■ **Task directions**
Repeat everything from the first line of the listing below through the line that contains "positive clicks: (214, 155) (214, 160)", exactly. Leave out pictures.
****************
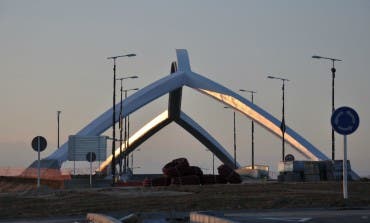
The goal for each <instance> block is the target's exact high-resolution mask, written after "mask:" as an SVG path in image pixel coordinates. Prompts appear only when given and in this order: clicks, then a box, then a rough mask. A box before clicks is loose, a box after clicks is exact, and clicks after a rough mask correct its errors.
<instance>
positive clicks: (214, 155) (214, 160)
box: [211, 151, 215, 176]
mask: <svg viewBox="0 0 370 223" xmlns="http://www.w3.org/2000/svg"><path fill="white" fill-rule="evenodd" d="M211 153H212V174H213V176H214V175H215V154H214V153H213V152H212V151H211Z"/></svg>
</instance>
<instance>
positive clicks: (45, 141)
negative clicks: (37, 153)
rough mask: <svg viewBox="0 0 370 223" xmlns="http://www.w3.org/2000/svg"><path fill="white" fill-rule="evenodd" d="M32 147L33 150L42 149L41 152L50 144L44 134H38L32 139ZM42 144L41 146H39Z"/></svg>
mask: <svg viewBox="0 0 370 223" xmlns="http://www.w3.org/2000/svg"><path fill="white" fill-rule="evenodd" d="M31 145H32V148H33V150H35V151H36V152H38V151H39V149H40V152H42V151H44V150H45V149H46V146H47V145H48V144H47V142H46V139H45V138H44V137H42V136H36V137H35V138H33V139H32V143H31ZM39 146H40V148H39Z"/></svg>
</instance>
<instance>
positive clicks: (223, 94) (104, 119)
mask: <svg viewBox="0 0 370 223" xmlns="http://www.w3.org/2000/svg"><path fill="white" fill-rule="evenodd" d="M176 53H177V60H178V71H177V72H176V73H174V74H172V75H167V76H165V77H164V78H162V79H160V80H158V81H156V82H154V83H152V84H150V85H148V86H147V87H145V88H142V89H141V90H139V91H137V92H136V93H134V94H133V95H131V96H130V97H128V98H127V99H126V100H124V101H123V106H124V107H125V109H124V114H123V116H124V117H126V116H127V115H128V114H130V113H132V112H134V111H136V110H138V109H139V108H141V107H143V106H145V105H146V104H148V103H150V102H151V101H153V100H155V99H157V98H159V97H161V96H163V95H164V94H167V93H169V92H171V91H173V90H175V89H177V88H179V87H182V86H188V87H190V88H193V89H196V90H198V91H200V92H202V93H204V94H206V95H209V96H211V97H212V98H215V99H217V100H219V101H221V102H223V103H225V104H228V105H229V106H230V107H232V108H234V109H235V110H237V111H239V112H242V113H243V114H245V115H246V116H247V117H249V118H251V119H252V120H254V121H256V123H258V124H260V125H262V126H263V127H265V128H266V129H267V130H269V131H270V132H272V133H274V134H275V135H276V136H278V137H281V132H280V128H279V126H280V121H279V120H277V119H276V118H275V117H273V116H272V115H270V114H269V113H267V112H266V111H264V110H263V109H262V108H260V107H258V106H257V105H255V104H252V103H251V102H250V101H249V100H247V99H245V98H243V97H242V96H240V95H238V94H236V93H234V92H233V91H231V90H229V89H227V88H225V87H223V86H222V85H220V84H217V83H215V82H213V81H211V80H209V79H207V78H205V77H203V76H201V75H199V74H197V73H194V72H192V71H191V69H190V64H189V58H188V54H187V51H186V50H176ZM118 106H119V103H118V104H117V105H116V108H118ZM111 111H112V109H109V110H107V111H106V112H104V113H103V114H102V115H101V116H99V117H98V118H97V119H95V120H93V121H92V122H91V123H90V124H88V125H87V126H86V127H85V128H83V129H82V130H81V131H79V132H78V133H77V134H78V135H100V134H102V133H103V132H104V131H106V130H107V129H108V128H109V127H111V125H112V122H111V119H112V112H111ZM118 119H119V114H117V115H116V117H115V120H116V122H117V121H118ZM286 141H287V142H288V143H289V144H291V145H292V146H293V147H294V148H295V149H296V150H297V151H299V152H300V153H302V154H303V155H305V156H306V157H308V158H310V159H313V160H322V159H328V158H327V157H326V156H325V155H324V154H323V153H321V152H320V151H319V150H318V149H317V148H316V147H314V146H313V145H312V144H311V143H309V142H308V141H307V140H305V139H304V138H303V137H301V136H300V135H299V134H298V133H296V132H295V131H293V130H292V129H290V128H289V127H288V126H287V129H286ZM67 152H68V145H67V143H65V144H63V145H62V147H61V148H60V149H57V150H56V151H55V152H54V153H52V154H51V155H50V156H48V157H47V158H45V159H55V160H57V161H58V162H59V165H61V164H62V163H63V162H64V161H66V160H67Z"/></svg>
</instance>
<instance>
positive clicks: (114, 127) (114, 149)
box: [107, 53, 136, 185]
mask: <svg viewBox="0 0 370 223" xmlns="http://www.w3.org/2000/svg"><path fill="white" fill-rule="evenodd" d="M134 56H136V54H133V53H131V54H126V55H120V56H113V57H108V58H107V59H108V60H113V114H112V127H113V133H112V138H113V140H112V164H111V168H112V184H113V185H114V183H115V176H116V158H115V156H114V155H115V154H114V152H115V149H116V148H115V147H116V60H117V58H120V57H134Z"/></svg>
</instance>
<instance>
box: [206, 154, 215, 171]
mask: <svg viewBox="0 0 370 223" xmlns="http://www.w3.org/2000/svg"><path fill="white" fill-rule="evenodd" d="M206 151H209V152H211V153H212V174H213V176H214V175H215V154H214V153H213V152H212V151H211V150H209V149H206Z"/></svg>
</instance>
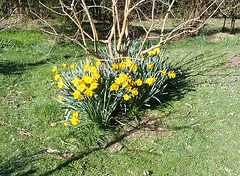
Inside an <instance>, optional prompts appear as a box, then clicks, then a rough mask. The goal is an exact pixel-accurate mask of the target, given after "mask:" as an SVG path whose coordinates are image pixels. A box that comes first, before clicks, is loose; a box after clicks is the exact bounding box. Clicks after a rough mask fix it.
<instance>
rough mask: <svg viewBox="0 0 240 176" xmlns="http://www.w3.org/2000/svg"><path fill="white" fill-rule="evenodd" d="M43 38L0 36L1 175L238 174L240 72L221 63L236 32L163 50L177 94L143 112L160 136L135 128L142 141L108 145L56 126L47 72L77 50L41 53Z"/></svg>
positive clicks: (82, 53) (235, 38)
mask: <svg viewBox="0 0 240 176" xmlns="http://www.w3.org/2000/svg"><path fill="white" fill-rule="evenodd" d="M47 40H53V38H51V37H49V36H47V35H44V34H41V33H39V32H38V31H36V30H35V29H34V30H30V31H26V30H24V31H18V32H14V30H10V31H5V32H2V33H0V90H1V91H0V99H1V101H0V134H1V137H0V141H1V143H0V163H1V164H0V175H235V174H236V175H239V174H240V169H239V168H240V147H239V146H240V141H239V137H240V127H239V125H240V124H239V118H240V114H239V113H240V112H239V109H240V105H239V104H240V73H239V68H238V69H237V68H230V67H229V66H228V65H227V58H229V57H230V56H232V55H233V54H236V53H239V51H240V46H239V43H240V35H239V34H236V35H235V37H234V38H228V39H224V40H222V41H219V42H211V41H209V40H208V37H205V36H198V37H195V38H187V39H185V40H182V41H179V42H172V43H169V44H168V45H167V46H165V47H166V48H167V51H168V54H169V55H170V56H171V58H172V60H173V62H174V63H175V65H176V67H177V68H178V69H179V71H180V72H182V73H183V75H186V76H181V75H178V77H179V80H180V81H181V82H180V83H179V84H177V85H175V86H178V87H179V88H175V90H177V89H180V90H181V91H180V92H178V91H177V92H176V93H175V94H174V92H173V93H171V96H170V97H166V103H165V104H164V105H163V106H158V107H155V108H154V109H151V110H150V109H149V110H147V112H149V113H153V114H154V116H155V118H157V119H160V120H161V122H162V124H163V125H162V126H161V127H162V128H163V129H166V130H167V131H166V132H165V133H164V134H163V135H160V136H156V135H153V134H152V133H149V131H146V129H144V128H140V130H138V131H139V132H142V134H143V132H145V134H147V137H145V138H142V137H132V135H131V134H128V133H127V134H125V133H122V132H121V134H122V135H121V134H119V137H118V138H116V139H115V140H113V141H112V143H110V144H109V147H107V148H99V147H97V146H94V147H84V141H85V142H86V140H85V139H84V136H86V137H87V136H89V135H88V134H84V132H83V131H78V129H75V130H73V131H72V130H70V128H67V127H64V126H63V125H62V124H61V123H60V121H61V120H63V119H62V118H63V110H61V106H60V105H59V104H58V103H57V102H56V101H55V100H54V98H55V97H56V95H57V92H58V89H57V88H56V85H55V84H54V81H53V74H52V72H51V68H52V66H53V65H57V66H60V65H61V64H62V62H66V61H67V62H68V63H72V62H75V61H77V60H79V59H83V55H84V52H83V51H82V50H81V49H80V48H77V49H76V50H70V49H69V48H74V47H73V46H72V45H71V44H66V43H64V42H60V43H59V44H57V45H55V46H54V48H53V50H52V51H51V53H50V54H49V55H47V53H48V51H49V50H50V48H51V45H48V44H46V41H47ZM182 77H183V78H184V79H183V78H182ZM186 82H187V84H185V83H186ZM186 85H187V86H186ZM167 100H169V101H167ZM167 103H168V104H167ZM55 122H57V124H54V123H55ZM77 134H79V137H78V138H83V140H82V141H79V142H77V141H76V140H75V138H77V136H76V135H77Z"/></svg>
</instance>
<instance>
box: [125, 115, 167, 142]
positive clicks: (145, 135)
mask: <svg viewBox="0 0 240 176" xmlns="http://www.w3.org/2000/svg"><path fill="white" fill-rule="evenodd" d="M125 132H126V133H128V134H129V135H128V137H127V138H139V139H141V140H144V139H148V138H150V137H151V136H163V135H164V134H165V133H166V132H167V129H166V127H165V126H164V125H163V124H162V122H161V118H160V117H157V116H156V115H155V114H153V113H151V114H147V115H146V118H143V119H141V120H140V121H139V122H138V124H137V122H133V123H132V124H131V126H130V127H129V128H127V129H126V130H125Z"/></svg>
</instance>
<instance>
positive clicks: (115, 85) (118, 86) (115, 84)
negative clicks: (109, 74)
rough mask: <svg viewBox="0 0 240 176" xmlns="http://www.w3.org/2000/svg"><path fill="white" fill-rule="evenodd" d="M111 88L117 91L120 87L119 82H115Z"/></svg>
mask: <svg viewBox="0 0 240 176" xmlns="http://www.w3.org/2000/svg"><path fill="white" fill-rule="evenodd" d="M110 88H111V91H113V90H116V91H117V90H118V89H119V84H117V83H113V84H112V85H111V87H110Z"/></svg>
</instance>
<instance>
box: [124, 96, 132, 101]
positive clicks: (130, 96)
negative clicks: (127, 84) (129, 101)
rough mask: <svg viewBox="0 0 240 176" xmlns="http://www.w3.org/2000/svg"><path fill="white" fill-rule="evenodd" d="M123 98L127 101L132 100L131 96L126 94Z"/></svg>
mask: <svg viewBox="0 0 240 176" xmlns="http://www.w3.org/2000/svg"><path fill="white" fill-rule="evenodd" d="M123 98H124V100H125V101H128V100H129V99H130V98H131V96H129V95H128V94H125V95H123Z"/></svg>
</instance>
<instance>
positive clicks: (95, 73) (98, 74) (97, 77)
mask: <svg viewBox="0 0 240 176" xmlns="http://www.w3.org/2000/svg"><path fill="white" fill-rule="evenodd" d="M100 76H101V75H100V74H99V73H94V74H93V78H94V79H99V78H100Z"/></svg>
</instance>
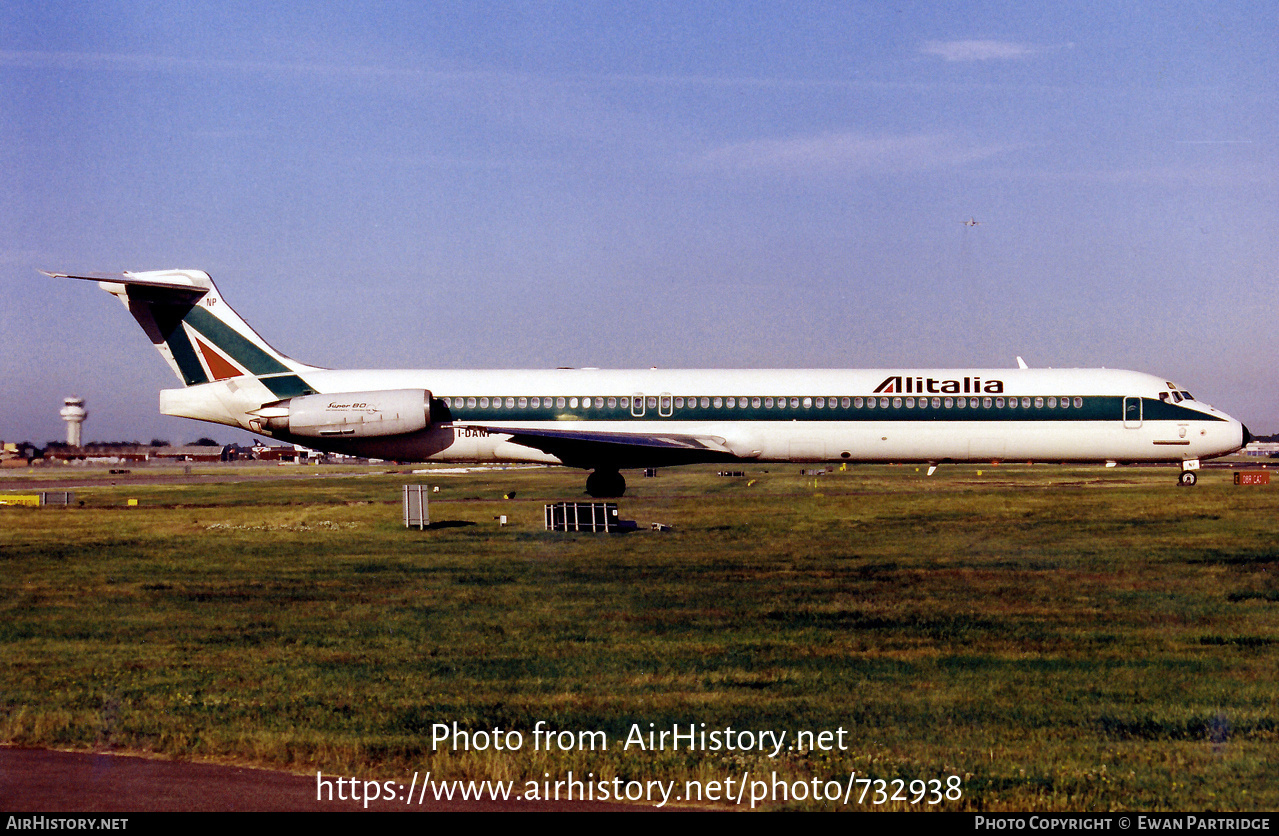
****************
■ **Task result**
The goal for each <instance> block is the target's exact high-resolution mask, written after "mask:" as an SVG path in image pixel coordinates. Prompts appear only when given and in this order: clicks, then a box, then a rough mask. A box before clicks is loose, a box after clicks is exact, and clicks after a rough mask correct its errors.
<instance>
positive clicks: (214, 155) (214, 160)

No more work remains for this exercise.